(Collection entries)
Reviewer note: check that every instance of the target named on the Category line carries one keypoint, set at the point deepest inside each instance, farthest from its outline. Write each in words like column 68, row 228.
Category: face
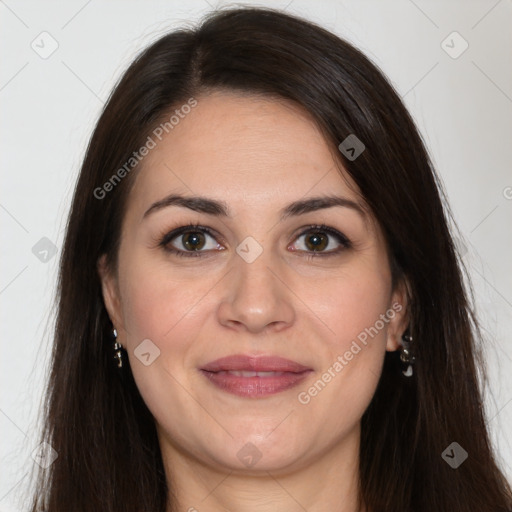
column 259, row 281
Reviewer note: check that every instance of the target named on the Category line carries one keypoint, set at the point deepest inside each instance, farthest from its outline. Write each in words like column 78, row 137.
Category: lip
column 242, row 362
column 225, row 374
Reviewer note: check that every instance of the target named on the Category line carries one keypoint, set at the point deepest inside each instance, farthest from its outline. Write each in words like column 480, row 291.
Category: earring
column 406, row 355
column 117, row 350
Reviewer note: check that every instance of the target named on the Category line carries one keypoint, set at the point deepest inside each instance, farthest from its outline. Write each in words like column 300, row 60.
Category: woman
column 260, row 304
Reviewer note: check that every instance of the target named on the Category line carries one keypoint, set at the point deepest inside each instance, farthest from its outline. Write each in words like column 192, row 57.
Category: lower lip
column 255, row 387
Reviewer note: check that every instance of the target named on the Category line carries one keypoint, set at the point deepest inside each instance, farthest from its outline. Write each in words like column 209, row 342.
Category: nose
column 257, row 295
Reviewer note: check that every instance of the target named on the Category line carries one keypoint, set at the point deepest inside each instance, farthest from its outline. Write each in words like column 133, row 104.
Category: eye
column 317, row 238
column 191, row 241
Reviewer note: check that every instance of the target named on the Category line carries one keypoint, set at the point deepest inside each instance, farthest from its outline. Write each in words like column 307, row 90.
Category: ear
column 111, row 296
column 399, row 322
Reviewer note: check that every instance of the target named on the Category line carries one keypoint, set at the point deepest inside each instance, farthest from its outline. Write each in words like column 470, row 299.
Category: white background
column 462, row 106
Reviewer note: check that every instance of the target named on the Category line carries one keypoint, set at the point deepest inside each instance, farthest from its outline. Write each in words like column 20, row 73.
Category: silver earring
column 406, row 355
column 118, row 356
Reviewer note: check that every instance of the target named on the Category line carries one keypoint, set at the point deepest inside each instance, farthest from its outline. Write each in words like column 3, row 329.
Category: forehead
column 247, row 150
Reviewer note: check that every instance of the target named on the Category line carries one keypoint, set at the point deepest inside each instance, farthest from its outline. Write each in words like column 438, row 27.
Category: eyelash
column 165, row 240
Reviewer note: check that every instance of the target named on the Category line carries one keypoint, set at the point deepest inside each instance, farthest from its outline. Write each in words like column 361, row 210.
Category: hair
column 109, row 457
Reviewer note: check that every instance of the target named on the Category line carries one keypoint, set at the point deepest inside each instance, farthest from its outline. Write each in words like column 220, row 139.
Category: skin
column 258, row 155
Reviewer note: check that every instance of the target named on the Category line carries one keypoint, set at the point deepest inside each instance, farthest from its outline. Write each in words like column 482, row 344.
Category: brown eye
column 193, row 240
column 319, row 238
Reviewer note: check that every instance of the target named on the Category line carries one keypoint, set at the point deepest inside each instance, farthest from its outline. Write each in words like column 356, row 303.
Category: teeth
column 253, row 374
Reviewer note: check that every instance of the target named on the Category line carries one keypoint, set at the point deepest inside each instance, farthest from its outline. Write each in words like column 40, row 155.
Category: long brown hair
column 109, row 458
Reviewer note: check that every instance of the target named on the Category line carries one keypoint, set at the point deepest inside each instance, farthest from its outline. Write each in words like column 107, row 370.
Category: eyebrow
column 220, row 208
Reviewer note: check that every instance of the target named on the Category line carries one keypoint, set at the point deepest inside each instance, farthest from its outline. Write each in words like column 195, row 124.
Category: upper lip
column 242, row 362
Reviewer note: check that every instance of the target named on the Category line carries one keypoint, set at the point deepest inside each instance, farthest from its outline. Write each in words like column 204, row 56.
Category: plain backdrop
column 449, row 60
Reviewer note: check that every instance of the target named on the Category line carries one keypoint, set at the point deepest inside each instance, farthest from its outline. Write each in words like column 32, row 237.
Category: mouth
column 255, row 377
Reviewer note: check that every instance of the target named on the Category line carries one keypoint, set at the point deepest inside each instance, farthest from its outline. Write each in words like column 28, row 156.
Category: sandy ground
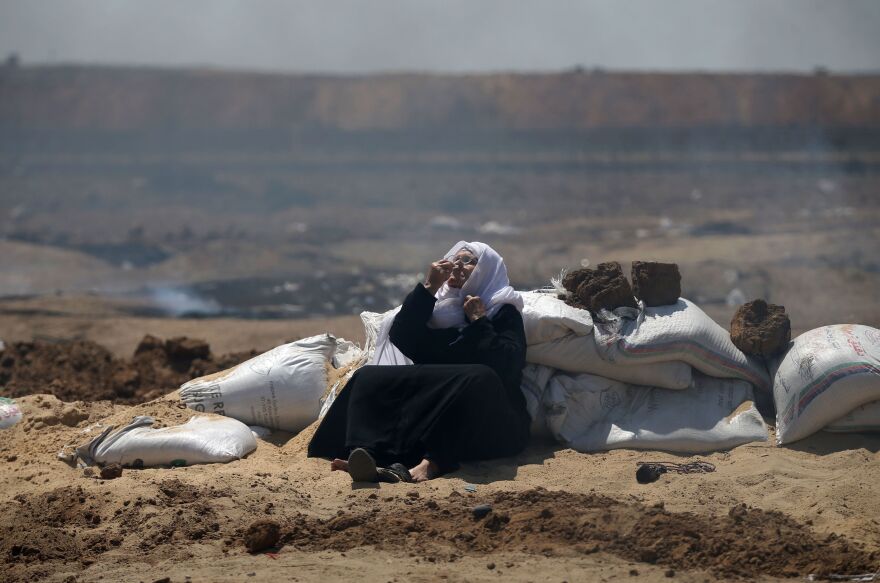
column 186, row 524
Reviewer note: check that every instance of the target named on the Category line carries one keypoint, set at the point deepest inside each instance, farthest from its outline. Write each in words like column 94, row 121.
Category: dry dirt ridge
column 555, row 514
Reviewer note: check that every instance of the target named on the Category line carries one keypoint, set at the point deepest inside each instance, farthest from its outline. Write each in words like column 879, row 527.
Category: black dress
column 460, row 401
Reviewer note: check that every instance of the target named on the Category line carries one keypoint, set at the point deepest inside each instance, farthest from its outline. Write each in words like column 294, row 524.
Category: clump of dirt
column 602, row 288
column 85, row 371
column 261, row 535
column 747, row 543
column 656, row 284
column 71, row 525
column 760, row 328
column 111, row 471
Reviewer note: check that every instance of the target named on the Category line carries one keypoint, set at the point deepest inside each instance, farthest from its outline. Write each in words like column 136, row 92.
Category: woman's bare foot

▶ INSTRUCTIONS TO FOLLOW: Could you return, unchanged, the lines starting with the one that contains "192, row 57." and going on through the one that contains "column 191, row 241", with both of those lines included?

▶ REPLY:
Reviewer note: check that every instance of the target named on the Category line carries one keypoint, set at the point deepest inside each instance, farthest from its outline. Write each in words like column 192, row 57.
Category: lower lip
column 255, row 387
Reviewer note: check that every instance of the target named on the Category line carries one keypoint, set at the point deepest inside each instance, farthest from its outline. Write each in words like column 209, row 342.
Category: nose
column 257, row 295
Reviewer note: check that every instance of the target named on the Category line carries one keypoint, set at the point deepest inside each instance, farthest from its outline. Write each in words like column 133, row 104.
Category: eye
column 317, row 238
column 191, row 241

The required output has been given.